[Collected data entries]
--

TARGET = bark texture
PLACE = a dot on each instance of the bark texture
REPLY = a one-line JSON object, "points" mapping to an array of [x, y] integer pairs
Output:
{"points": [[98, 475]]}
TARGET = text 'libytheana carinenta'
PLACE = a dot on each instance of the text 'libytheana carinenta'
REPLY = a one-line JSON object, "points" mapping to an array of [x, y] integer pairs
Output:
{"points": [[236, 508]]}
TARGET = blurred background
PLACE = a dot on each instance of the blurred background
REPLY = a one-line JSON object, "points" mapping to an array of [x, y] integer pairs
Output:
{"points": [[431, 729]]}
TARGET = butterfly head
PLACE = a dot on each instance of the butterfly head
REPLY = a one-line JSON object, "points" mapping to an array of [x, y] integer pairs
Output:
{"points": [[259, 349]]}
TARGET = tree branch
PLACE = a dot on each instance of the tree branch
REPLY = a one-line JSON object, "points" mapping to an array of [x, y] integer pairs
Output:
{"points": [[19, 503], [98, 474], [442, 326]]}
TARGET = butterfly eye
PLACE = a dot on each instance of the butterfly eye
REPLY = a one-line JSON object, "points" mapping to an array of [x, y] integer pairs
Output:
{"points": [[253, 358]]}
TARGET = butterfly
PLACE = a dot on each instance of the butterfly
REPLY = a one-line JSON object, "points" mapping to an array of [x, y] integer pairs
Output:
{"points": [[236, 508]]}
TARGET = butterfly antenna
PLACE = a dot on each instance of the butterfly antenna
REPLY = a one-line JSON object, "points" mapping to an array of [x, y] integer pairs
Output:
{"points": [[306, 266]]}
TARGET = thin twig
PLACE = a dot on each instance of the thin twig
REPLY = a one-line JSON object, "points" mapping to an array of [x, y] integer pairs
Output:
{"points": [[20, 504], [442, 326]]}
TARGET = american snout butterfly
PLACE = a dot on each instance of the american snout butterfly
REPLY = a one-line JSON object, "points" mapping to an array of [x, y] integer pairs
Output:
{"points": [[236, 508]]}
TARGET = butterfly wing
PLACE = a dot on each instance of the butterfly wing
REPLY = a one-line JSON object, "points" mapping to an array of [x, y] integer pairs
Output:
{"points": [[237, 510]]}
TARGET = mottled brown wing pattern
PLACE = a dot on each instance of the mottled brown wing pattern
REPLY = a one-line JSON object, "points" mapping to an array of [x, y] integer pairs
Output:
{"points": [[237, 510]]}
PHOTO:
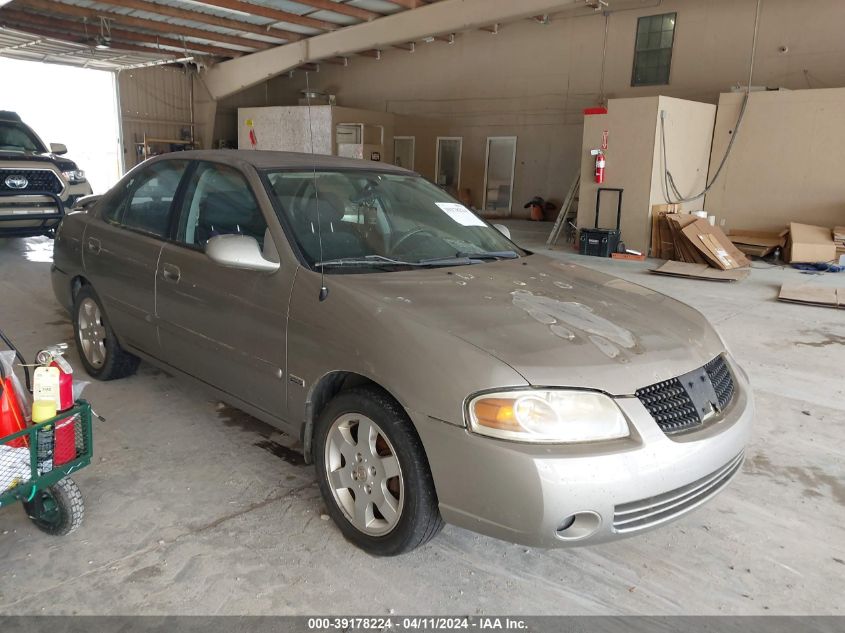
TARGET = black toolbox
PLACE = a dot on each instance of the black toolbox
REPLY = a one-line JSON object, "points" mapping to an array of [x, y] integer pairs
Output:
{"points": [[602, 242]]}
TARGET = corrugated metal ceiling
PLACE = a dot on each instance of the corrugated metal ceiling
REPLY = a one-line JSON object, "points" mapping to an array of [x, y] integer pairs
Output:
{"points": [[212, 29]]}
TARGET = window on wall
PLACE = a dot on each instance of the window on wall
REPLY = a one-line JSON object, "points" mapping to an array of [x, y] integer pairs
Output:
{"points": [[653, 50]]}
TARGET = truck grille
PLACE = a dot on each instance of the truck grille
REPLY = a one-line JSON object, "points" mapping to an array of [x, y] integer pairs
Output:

--

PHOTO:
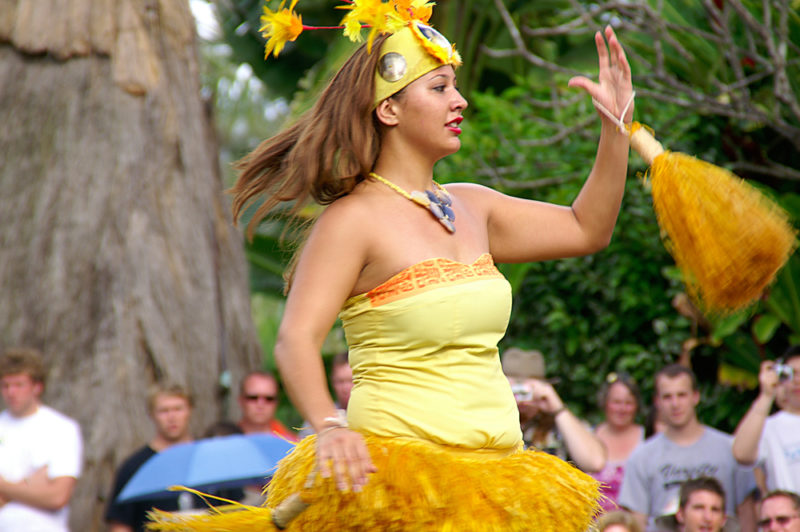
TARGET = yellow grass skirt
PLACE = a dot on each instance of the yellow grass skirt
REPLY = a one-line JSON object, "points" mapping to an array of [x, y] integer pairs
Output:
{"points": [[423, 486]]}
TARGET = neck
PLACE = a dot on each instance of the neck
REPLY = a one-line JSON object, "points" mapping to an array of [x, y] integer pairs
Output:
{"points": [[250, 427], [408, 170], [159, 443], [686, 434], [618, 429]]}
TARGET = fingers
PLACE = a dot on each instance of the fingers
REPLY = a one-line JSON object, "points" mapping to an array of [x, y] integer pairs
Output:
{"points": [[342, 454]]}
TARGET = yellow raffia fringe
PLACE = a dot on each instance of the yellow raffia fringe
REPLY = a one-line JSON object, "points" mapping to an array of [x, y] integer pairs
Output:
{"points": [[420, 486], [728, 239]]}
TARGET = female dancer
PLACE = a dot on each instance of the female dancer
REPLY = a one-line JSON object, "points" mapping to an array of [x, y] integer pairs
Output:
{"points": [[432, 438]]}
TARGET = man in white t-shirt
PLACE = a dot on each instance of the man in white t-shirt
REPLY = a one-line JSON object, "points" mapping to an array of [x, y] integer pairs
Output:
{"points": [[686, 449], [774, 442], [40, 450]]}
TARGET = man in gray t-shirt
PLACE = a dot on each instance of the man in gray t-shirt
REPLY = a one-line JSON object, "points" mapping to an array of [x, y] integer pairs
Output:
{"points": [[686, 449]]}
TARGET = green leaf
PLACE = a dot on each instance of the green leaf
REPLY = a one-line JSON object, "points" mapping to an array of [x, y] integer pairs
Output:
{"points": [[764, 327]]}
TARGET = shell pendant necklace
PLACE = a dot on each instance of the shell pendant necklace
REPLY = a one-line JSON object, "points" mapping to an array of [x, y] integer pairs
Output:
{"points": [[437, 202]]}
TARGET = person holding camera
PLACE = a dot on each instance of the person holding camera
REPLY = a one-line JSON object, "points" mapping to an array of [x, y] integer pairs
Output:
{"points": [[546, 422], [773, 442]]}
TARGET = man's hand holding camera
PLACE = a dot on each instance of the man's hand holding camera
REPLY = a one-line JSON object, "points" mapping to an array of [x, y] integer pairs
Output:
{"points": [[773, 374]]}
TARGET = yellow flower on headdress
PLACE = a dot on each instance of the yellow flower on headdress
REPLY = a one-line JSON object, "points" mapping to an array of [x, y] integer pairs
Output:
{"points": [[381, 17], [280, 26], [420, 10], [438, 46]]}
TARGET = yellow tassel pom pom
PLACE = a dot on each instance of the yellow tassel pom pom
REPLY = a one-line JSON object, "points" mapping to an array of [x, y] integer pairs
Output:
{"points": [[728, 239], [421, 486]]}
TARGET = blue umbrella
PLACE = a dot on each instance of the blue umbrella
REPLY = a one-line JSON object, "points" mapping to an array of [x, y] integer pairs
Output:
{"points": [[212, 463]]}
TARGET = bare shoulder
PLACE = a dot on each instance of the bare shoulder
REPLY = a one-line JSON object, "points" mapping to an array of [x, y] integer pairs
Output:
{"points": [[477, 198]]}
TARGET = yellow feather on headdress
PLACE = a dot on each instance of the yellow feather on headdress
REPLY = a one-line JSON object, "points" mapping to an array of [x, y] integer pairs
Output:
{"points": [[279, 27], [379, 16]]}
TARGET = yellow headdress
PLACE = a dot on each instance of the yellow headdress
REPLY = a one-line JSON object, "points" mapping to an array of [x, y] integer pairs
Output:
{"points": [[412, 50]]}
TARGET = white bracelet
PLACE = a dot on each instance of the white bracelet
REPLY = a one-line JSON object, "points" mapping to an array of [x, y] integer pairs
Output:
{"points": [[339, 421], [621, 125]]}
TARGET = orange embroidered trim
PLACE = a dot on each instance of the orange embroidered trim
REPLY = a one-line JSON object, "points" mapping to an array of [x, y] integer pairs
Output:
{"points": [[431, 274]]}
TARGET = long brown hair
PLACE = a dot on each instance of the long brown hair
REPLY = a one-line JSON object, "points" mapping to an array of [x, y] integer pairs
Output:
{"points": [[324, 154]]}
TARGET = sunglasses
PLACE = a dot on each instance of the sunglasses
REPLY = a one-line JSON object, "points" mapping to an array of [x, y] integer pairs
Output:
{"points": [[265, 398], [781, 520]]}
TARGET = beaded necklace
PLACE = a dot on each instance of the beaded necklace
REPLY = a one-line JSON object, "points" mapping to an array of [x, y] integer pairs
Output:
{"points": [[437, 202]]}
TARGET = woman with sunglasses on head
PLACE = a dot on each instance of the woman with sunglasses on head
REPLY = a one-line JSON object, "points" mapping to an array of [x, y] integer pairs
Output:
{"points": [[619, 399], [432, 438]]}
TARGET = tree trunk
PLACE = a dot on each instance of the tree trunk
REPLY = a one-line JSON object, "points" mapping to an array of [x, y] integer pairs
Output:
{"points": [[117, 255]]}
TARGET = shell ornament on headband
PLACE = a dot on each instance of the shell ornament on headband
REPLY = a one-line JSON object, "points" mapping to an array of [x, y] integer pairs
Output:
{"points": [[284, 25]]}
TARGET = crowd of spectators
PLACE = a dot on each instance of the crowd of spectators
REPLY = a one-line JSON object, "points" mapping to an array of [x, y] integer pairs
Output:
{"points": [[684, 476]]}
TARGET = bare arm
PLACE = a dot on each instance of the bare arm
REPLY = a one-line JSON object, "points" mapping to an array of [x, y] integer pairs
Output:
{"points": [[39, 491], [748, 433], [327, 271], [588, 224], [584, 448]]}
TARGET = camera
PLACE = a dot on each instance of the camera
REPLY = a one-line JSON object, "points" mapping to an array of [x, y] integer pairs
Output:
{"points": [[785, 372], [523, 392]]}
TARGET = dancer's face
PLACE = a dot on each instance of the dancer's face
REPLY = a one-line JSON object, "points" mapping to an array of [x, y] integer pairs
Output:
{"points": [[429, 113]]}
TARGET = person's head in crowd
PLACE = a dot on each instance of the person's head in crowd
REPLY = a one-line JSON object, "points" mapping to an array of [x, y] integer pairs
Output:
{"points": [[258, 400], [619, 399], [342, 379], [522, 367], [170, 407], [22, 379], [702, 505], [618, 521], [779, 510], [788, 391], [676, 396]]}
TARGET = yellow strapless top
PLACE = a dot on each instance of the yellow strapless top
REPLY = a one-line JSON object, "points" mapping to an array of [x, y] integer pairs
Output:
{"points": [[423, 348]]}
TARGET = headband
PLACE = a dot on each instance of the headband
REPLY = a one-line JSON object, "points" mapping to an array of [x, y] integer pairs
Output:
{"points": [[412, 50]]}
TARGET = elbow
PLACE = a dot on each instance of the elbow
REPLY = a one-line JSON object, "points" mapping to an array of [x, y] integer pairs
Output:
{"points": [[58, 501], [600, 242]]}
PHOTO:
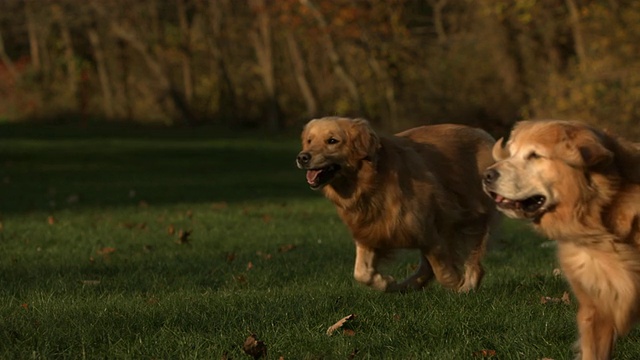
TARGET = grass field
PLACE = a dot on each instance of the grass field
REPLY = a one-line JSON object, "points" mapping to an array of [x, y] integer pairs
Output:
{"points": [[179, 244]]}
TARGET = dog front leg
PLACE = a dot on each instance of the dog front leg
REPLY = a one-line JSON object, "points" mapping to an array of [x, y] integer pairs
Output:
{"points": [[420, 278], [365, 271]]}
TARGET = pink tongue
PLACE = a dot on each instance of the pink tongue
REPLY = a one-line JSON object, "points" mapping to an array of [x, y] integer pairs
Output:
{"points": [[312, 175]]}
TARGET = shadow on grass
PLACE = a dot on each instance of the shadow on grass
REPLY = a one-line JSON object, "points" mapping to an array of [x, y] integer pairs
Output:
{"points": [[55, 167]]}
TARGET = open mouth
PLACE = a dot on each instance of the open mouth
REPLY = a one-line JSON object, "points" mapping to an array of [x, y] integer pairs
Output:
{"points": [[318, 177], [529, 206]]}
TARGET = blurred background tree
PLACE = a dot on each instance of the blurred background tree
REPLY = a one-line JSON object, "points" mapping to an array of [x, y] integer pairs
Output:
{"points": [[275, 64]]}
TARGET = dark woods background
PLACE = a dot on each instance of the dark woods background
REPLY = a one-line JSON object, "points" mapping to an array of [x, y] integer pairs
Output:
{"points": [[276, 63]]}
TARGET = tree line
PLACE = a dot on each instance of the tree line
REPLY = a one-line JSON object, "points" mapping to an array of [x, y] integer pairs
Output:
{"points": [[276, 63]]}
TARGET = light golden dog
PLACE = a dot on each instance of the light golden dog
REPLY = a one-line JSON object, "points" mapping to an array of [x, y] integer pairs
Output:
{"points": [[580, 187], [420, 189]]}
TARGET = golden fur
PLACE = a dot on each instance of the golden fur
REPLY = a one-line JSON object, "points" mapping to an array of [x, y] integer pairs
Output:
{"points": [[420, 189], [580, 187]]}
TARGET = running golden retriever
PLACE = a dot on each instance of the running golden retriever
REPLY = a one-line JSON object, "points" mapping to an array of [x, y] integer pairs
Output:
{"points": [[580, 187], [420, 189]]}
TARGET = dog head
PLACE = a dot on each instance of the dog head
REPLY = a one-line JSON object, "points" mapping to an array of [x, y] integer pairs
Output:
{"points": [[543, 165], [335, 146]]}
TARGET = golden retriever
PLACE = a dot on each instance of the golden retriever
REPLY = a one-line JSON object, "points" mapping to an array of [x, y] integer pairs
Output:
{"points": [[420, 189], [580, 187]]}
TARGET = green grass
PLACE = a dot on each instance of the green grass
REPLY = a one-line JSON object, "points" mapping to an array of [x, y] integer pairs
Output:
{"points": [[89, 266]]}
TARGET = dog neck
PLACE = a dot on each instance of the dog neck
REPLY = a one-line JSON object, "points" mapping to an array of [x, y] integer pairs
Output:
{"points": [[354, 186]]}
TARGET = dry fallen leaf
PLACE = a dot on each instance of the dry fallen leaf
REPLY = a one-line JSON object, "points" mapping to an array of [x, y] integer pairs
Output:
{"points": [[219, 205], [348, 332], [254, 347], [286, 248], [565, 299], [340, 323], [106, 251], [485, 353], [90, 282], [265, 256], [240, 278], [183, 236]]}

--

Work required |
Count the lines in the data above that contain the string "grille", treating uppercase and lowercase as different, and give only the number.

Answer to this exercise |
2